WRITTEN PROBLEM A: In the bike headlamp thread, transcribe everything from "And yes, a headlight" down to "PhotonBoy (May 27, 2003)".
WRITTEN PROBLEM B: According to the bike headlamp thread, how many AA batteries does the Elektrolumens Blaster VI house?

TEXT EXCERPT:
━━━━━━━━━━━━━━━━
I am thinking of doing that mod myself, a headlamp that is piercing, lasts a long time on batteries and uses regulation is too good to pass up. 
Here is the link to the Luxeon headlamp. 
http://elektrolumens.com/LS_HEADLAMP/LS_Headlamp.html


----------



## Mark_van_Gorkom (May 27, 2003)

BentHeadTX, that 5watt Luxeon with pencil beam seems just the ticket, except I'd want a white one (looks better next to the Lupine). Now if I can find someone who'll build me one that'll 
run of the Lupine accu (I'm NDG at fabricating things, and fairly hopeless at soldering /ubbthreads/images/graemlins/frown.gif ) 
And yes, a headlight is great for being seen, I use a Petzl Tikka myself, which is plenty bright enough at night (on fresh NiMHs) But maybe something a bit more GungHo would be usefull in daylight (I'm not a great believer in flags).


----------



## PhotonBoy (May 27, 2003)

I mounted an Elektrolumens Elektro Star headlamp on my bike by tie wrapping it to the mount for my old Cateye Halogen. *Much* better now!


----------



## BentHeadTX (May 28, 2003)

Mark,
You could get an Elektrolumens Blaster VI which looks like a 2D thick aluminum flashlight with a rather small head. It houses 6 AA batteries, the spot beam 30mm optics and a white 5 watt LED. That thing should be blinding! Let Wayne of Elektrolumens know what type of batteries you will be using so he can pick the correct resistor for the light. Here is the link http://elektrolumens.com/BLASTER/Blaster_II.html (hint: the smallest one is the Blaster VI)


----------



## Mark_van_Gorkom (Jun 5, 2003)

Benthead,
Had a look at the Elektrolumens site before, and really liked their lights, but I do think even a VI would be a bit large for a bike light. Plus I'm not sure I could get one in Europe.
━━━━━━━━━━━━━━━━
DATA EXCERPTS:
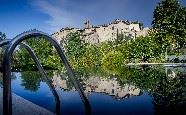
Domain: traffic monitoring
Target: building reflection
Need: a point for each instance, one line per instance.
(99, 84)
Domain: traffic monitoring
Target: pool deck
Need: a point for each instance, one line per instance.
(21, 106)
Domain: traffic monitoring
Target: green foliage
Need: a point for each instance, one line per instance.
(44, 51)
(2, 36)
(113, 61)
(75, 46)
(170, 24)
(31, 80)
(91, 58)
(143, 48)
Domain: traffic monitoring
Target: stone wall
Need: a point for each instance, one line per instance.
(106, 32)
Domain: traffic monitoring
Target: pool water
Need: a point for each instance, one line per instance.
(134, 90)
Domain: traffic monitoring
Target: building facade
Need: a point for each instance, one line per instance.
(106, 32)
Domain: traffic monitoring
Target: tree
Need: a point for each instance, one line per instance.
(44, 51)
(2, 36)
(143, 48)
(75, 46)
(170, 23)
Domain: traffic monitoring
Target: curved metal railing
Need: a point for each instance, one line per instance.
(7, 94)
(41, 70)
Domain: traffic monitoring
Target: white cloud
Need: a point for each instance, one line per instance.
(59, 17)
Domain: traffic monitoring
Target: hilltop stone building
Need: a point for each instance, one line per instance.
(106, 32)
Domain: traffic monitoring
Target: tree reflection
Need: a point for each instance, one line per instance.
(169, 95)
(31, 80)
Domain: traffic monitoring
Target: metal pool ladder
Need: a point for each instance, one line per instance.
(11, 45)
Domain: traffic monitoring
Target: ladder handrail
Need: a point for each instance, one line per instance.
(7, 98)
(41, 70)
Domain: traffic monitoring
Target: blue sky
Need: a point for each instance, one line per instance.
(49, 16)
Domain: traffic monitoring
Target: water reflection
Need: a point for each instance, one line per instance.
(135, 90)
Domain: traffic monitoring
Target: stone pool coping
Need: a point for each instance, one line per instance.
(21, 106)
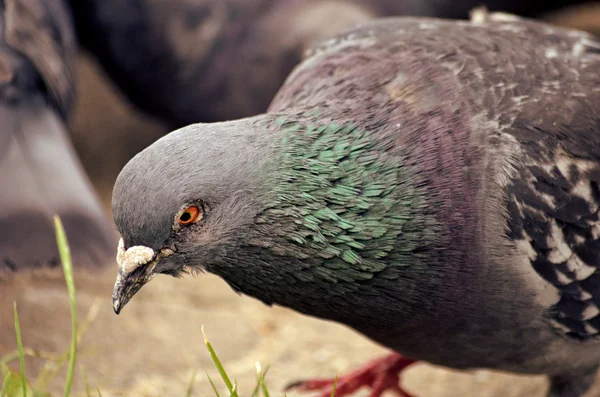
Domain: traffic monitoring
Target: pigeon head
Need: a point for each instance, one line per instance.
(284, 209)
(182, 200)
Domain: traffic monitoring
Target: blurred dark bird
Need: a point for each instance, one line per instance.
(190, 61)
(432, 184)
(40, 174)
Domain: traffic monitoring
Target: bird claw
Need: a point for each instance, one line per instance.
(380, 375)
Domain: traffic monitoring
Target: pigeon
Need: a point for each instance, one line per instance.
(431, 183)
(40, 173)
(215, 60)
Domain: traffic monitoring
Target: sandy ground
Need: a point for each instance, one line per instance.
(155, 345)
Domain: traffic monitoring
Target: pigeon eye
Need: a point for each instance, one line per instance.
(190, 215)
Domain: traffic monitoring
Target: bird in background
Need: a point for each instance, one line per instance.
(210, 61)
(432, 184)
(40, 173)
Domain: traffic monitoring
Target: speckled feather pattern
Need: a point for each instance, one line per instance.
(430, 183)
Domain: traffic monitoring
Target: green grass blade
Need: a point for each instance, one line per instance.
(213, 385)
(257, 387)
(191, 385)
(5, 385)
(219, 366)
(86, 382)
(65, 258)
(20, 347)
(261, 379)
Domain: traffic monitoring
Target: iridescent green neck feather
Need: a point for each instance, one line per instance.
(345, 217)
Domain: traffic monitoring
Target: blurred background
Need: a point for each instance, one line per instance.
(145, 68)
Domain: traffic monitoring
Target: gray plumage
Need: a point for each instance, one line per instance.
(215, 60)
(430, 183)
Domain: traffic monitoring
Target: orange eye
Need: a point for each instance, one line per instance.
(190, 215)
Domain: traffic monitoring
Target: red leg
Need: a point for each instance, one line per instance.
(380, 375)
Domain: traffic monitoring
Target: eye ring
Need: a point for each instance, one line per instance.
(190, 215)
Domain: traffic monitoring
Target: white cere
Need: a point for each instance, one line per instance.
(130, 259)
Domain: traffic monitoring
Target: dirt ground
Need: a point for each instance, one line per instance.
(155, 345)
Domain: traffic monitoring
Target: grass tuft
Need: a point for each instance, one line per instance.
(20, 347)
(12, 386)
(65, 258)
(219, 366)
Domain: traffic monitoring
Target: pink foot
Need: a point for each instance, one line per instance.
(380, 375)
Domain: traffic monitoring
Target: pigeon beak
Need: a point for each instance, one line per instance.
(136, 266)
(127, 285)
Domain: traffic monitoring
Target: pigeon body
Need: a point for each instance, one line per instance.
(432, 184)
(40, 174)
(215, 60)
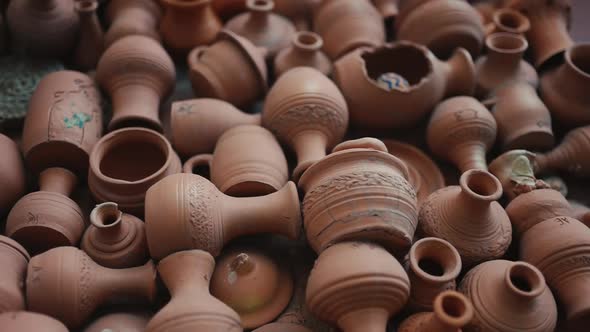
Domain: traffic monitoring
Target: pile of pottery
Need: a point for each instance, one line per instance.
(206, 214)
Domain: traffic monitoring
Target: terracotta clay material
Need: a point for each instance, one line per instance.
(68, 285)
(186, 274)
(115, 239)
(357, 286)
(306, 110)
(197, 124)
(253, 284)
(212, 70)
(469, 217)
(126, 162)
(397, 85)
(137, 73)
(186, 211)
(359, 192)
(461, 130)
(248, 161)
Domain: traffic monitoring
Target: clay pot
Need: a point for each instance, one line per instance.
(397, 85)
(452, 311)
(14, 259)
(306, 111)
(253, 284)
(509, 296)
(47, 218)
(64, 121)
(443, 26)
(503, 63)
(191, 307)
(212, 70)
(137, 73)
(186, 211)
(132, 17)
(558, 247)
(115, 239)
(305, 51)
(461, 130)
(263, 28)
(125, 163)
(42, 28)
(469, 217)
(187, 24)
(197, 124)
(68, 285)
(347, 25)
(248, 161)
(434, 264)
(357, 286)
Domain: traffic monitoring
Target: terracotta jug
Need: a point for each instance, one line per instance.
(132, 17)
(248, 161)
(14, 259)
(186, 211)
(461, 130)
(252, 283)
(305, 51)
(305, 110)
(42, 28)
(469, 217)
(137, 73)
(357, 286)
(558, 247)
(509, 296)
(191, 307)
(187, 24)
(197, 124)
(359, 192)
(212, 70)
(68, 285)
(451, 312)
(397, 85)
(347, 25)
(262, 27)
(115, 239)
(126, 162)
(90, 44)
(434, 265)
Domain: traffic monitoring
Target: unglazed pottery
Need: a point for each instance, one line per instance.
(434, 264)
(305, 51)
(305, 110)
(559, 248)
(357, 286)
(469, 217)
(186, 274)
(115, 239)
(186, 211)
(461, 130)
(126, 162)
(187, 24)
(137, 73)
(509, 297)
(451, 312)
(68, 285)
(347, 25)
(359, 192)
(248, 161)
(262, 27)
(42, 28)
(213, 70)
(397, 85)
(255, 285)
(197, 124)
━━━━━━━━━━━━━━━━
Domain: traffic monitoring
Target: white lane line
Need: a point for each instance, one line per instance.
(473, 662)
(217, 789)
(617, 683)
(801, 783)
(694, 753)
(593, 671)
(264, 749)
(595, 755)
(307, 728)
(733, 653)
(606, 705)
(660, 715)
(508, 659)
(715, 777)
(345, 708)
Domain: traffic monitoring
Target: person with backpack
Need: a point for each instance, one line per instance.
━━━━━━━━━━━━━━━━
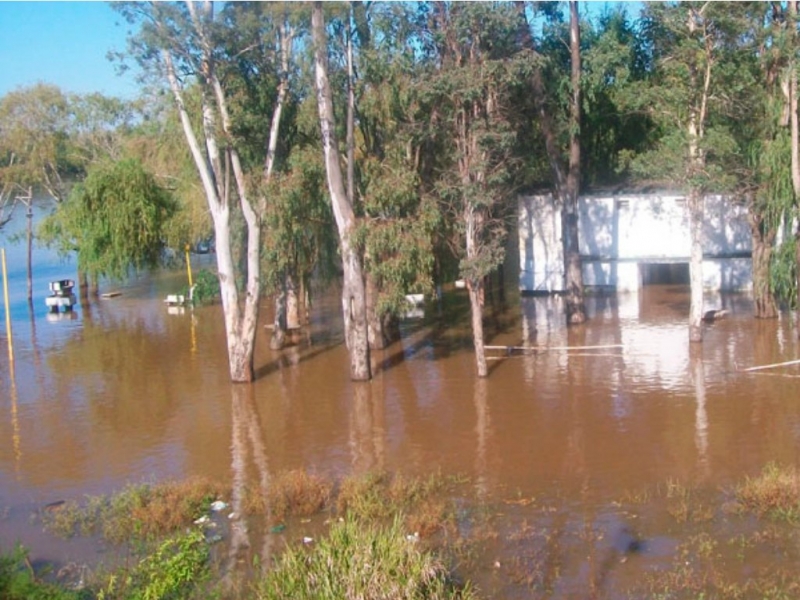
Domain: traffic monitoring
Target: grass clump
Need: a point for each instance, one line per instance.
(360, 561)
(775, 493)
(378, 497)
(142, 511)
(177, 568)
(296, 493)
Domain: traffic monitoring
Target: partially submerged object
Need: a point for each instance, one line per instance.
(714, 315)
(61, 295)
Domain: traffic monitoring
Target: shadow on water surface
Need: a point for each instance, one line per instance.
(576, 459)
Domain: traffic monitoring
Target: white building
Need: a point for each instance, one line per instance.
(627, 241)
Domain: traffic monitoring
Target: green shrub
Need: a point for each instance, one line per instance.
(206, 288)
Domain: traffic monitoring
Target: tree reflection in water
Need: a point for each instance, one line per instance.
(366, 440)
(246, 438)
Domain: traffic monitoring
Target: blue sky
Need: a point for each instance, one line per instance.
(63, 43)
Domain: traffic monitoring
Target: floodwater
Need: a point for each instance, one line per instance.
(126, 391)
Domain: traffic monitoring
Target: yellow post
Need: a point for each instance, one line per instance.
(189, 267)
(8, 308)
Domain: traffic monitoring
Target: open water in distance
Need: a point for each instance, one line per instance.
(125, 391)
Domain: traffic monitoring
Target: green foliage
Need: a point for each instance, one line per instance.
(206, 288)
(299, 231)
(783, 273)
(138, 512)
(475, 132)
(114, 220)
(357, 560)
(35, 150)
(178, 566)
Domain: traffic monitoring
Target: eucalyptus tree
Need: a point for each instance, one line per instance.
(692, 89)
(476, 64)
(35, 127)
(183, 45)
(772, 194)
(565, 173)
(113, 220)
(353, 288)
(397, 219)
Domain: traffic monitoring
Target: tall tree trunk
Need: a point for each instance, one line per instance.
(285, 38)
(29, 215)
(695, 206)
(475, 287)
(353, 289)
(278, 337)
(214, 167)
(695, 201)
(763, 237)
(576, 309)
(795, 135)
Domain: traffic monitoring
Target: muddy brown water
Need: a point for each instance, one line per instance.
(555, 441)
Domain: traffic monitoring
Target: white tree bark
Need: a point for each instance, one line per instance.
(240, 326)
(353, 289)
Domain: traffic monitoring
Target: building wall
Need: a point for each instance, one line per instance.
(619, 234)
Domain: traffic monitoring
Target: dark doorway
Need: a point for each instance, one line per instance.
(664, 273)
━━━━━━━━━━━━━━━━
RIGHT ANSWER A:
And yes, a headlight is great for being seen, I use a Petzl Tikka myself, which is plenty bright enough at night (on fresh NiMHs) But maybe something a bit more GungHo would be usefull in daylight (I'm not a great believer in flags).


----------



## PhotonBoy (May 27, 2003)

RIGHT ANSWER B: Six AA batteries.